▶ Problem requirements: Every entry should be repeated exactly. Omit the pictures.

*** Opening of Entries provided ***

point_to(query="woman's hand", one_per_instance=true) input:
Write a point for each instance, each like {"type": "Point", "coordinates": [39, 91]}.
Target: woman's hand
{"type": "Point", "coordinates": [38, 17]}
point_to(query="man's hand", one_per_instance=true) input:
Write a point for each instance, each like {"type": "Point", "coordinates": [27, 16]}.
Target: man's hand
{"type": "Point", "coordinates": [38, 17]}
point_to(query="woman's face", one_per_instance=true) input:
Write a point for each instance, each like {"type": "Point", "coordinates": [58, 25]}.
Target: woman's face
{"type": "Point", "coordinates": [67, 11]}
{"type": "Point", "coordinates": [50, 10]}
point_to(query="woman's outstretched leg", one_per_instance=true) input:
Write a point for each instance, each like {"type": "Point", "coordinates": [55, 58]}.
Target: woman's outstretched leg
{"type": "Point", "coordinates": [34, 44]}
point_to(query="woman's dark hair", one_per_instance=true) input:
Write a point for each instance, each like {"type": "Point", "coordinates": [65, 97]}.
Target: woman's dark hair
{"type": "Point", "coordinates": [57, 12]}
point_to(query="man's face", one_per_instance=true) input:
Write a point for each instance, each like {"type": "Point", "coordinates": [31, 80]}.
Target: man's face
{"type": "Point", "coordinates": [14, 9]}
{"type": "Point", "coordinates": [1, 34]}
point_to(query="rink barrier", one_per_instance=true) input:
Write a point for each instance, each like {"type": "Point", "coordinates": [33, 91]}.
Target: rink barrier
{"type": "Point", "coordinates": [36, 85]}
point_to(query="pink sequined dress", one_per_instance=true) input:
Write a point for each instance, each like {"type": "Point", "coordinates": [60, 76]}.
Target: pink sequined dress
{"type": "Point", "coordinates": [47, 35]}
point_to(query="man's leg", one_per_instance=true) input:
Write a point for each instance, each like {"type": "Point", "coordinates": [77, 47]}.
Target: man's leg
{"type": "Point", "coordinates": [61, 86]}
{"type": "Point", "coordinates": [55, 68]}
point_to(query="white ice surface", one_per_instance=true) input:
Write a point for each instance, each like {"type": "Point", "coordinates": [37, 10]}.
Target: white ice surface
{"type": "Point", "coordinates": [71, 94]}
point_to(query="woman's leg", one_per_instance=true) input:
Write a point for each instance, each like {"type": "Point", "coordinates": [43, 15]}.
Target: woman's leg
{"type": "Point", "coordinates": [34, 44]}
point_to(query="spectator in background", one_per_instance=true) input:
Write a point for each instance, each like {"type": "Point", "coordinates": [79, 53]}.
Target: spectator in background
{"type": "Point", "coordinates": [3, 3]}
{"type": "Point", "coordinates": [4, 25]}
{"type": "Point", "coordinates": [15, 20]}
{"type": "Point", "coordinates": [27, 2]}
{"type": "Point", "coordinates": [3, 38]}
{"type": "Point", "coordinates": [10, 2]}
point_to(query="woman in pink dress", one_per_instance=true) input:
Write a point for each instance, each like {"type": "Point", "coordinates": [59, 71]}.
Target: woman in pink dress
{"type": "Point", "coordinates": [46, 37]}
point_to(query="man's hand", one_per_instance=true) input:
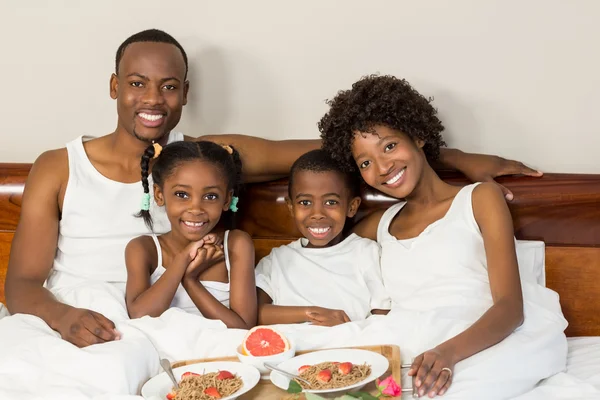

*** Close of Entries provided ***

▶ The answer:
point_to(query="woman's hand", one_per_instance=true) input:
Write a point for each instance, each like {"type": "Point", "coordinates": [39, 91]}.
Target: woman's hand
{"type": "Point", "coordinates": [38, 17]}
point_to(query="man's hand", one_per_instance=true) input:
Write a point for each instance, each like {"type": "Point", "coordinates": [27, 16]}.
Target: man's hand
{"type": "Point", "coordinates": [38, 17]}
point_to(query="woman's face", one_per_instance=true) input:
Write a point for each instance, each like {"type": "Point", "coordinates": [58, 25]}.
Target: woman's face
{"type": "Point", "coordinates": [67, 11]}
{"type": "Point", "coordinates": [50, 10]}
point_to(query="woman's outstretched leg", one_per_instance=true) input:
Write a point for each instance, each like {"type": "Point", "coordinates": [55, 58]}.
Target: woman's outstretched leg
{"type": "Point", "coordinates": [34, 44]}
point_to(query="woman's dark hair", one_per_instance=true) input:
Write a point for each instance, each like {"type": "Point", "coordinates": [65, 97]}.
Target: woman's dark hair
{"type": "Point", "coordinates": [57, 12]}
point_to(query="man's face", one_per_instance=true) input:
Write a point for each instance, each like {"type": "Point", "coordinates": [31, 80]}.
Target: man's face
{"type": "Point", "coordinates": [14, 9]}
{"type": "Point", "coordinates": [1, 34]}
point_to(query="rink barrier", one_per_instance=true) input:
Write a point for each instance, each like {"type": "Point", "coordinates": [33, 91]}.
Target: rink barrier
{"type": "Point", "coordinates": [36, 85]}
point_to(query="pink sequined dress", one_per_instance=true) input:
Write a point for each instance, each like {"type": "Point", "coordinates": [60, 76]}.
Target: pink sequined dress
{"type": "Point", "coordinates": [47, 35]}
point_to(query="man's leg", one_per_instance=true) input:
Write a point for each instance, each like {"type": "Point", "coordinates": [77, 47]}.
Target: man's leg
{"type": "Point", "coordinates": [61, 86]}
{"type": "Point", "coordinates": [55, 68]}
point_to(query="white ice surface", one_per_instance=true) input:
Write a point for each instance, each like {"type": "Point", "coordinates": [37, 10]}.
Target: white ice surface
{"type": "Point", "coordinates": [71, 94]}
point_to(query="woman's leg", one_per_instance=true) input:
Write a point for each instance, each like {"type": "Point", "coordinates": [43, 15]}.
Target: woman's leg
{"type": "Point", "coordinates": [34, 44]}
point_to(query="spectator in background", one_per_instance=true) input:
Write a point for each instance, each like {"type": "Point", "coordinates": [79, 53]}.
Target: spectator in background
{"type": "Point", "coordinates": [3, 3]}
{"type": "Point", "coordinates": [4, 25]}
{"type": "Point", "coordinates": [15, 20]}
{"type": "Point", "coordinates": [27, 2]}
{"type": "Point", "coordinates": [3, 38]}
{"type": "Point", "coordinates": [10, 2]}
point_to(query="woman in pink dress", one_per_instance=true) input:
Write a point for each instance, each like {"type": "Point", "coordinates": [59, 71]}.
Target: woman in pink dress
{"type": "Point", "coordinates": [46, 37]}
point_to(query="man's hand", one_per_instance=true) input:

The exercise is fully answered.